## BRIEF
Add 111 to every number in the bounding-box coordinates and give the lines again, requests included, covering only the part that opens with the line containing "Pinpoint row of trees in the picture." and closes with the line containing "49,88,193,120", both included.

____

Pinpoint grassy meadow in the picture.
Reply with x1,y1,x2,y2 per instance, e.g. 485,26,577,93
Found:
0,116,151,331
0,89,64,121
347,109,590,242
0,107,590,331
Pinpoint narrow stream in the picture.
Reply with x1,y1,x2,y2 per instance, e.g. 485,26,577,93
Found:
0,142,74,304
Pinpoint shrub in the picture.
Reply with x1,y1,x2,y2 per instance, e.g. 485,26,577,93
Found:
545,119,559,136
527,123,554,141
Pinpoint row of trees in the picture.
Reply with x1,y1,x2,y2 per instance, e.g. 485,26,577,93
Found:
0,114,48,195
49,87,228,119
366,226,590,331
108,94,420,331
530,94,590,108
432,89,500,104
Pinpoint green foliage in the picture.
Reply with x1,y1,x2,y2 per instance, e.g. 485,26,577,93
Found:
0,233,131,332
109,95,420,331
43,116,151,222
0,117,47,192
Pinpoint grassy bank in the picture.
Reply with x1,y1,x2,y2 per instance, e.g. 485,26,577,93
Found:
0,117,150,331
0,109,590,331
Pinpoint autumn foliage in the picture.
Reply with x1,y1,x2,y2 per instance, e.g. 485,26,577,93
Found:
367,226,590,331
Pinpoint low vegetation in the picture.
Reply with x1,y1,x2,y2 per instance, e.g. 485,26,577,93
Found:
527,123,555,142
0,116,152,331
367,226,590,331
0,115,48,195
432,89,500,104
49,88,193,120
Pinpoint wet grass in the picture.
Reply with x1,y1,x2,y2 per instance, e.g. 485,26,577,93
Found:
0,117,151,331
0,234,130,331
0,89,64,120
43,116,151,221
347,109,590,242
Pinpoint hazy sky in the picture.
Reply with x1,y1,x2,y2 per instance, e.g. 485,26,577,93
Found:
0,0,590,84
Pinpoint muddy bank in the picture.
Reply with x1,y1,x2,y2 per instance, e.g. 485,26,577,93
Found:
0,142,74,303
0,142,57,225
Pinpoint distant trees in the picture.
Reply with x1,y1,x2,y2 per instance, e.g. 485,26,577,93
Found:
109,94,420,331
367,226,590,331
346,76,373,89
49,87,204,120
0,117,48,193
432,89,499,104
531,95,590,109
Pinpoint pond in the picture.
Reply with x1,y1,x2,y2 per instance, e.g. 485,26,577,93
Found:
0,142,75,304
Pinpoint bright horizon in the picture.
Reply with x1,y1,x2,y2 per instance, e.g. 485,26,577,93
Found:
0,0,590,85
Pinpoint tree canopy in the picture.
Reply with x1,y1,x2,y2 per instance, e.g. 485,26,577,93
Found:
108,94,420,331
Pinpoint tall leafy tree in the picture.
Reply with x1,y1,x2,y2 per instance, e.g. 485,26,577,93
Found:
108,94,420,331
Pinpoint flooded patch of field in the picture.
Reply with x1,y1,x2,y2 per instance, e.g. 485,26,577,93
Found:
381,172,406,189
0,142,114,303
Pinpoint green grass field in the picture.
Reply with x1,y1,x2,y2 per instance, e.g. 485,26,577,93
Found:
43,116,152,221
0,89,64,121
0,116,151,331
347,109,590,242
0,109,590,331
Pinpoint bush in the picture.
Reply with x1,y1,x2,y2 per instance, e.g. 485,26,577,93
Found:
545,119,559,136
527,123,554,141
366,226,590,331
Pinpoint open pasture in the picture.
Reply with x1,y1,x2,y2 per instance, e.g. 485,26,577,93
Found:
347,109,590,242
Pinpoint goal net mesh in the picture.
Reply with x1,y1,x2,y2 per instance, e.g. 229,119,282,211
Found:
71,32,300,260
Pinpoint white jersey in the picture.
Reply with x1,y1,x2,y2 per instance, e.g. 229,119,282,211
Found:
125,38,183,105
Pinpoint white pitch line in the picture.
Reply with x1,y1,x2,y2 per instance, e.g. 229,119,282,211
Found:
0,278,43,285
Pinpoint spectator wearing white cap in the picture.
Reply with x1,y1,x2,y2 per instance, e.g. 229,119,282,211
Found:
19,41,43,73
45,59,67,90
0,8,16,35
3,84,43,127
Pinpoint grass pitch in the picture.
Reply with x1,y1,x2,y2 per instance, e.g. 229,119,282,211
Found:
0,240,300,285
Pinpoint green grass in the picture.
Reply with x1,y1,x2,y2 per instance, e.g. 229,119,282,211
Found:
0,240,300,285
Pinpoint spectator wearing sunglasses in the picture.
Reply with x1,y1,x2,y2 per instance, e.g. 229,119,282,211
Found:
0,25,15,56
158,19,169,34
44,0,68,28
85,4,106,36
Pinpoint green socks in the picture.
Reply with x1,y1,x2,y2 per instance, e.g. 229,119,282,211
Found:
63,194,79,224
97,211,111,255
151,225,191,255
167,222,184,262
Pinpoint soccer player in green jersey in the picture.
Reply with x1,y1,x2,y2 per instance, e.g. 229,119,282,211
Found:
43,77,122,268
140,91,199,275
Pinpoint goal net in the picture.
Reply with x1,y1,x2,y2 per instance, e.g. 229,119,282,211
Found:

____

## FULL SOLUTION
Pinpoint row of trees in the picture.
Reply with x1,y1,x2,y2 per instance, e.g. 485,26,577,93
Found:
111,225,159,306
160,198,339,230
477,337,701,442
219,205,531,442
641,205,701,219
543,200,611,215
Pinpoint green foliage in the picture.
Reply with x1,y1,x2,y2 per instance, e.g. 485,26,577,93
Found:
111,344,242,443
220,206,531,442
154,227,262,333
111,228,158,303
Pinpoint grassy bank in the picture.
Reply with x1,y1,x2,y2 per instance, e.g. 485,26,577,93
Found:
111,228,261,442
111,220,701,442
Pinpoint autumn foliage in the picture.
Reply with x1,y1,x2,y2 per instance, e.g. 485,26,577,93
Found:
478,337,701,442
Pinpoint low vegetation in the picture.
Reply with x1,y1,x2,y2 per instance, e.g. 485,26,577,93
Found:
638,234,666,253
111,227,263,442
478,337,701,442
111,226,159,306
543,200,611,215
160,199,304,231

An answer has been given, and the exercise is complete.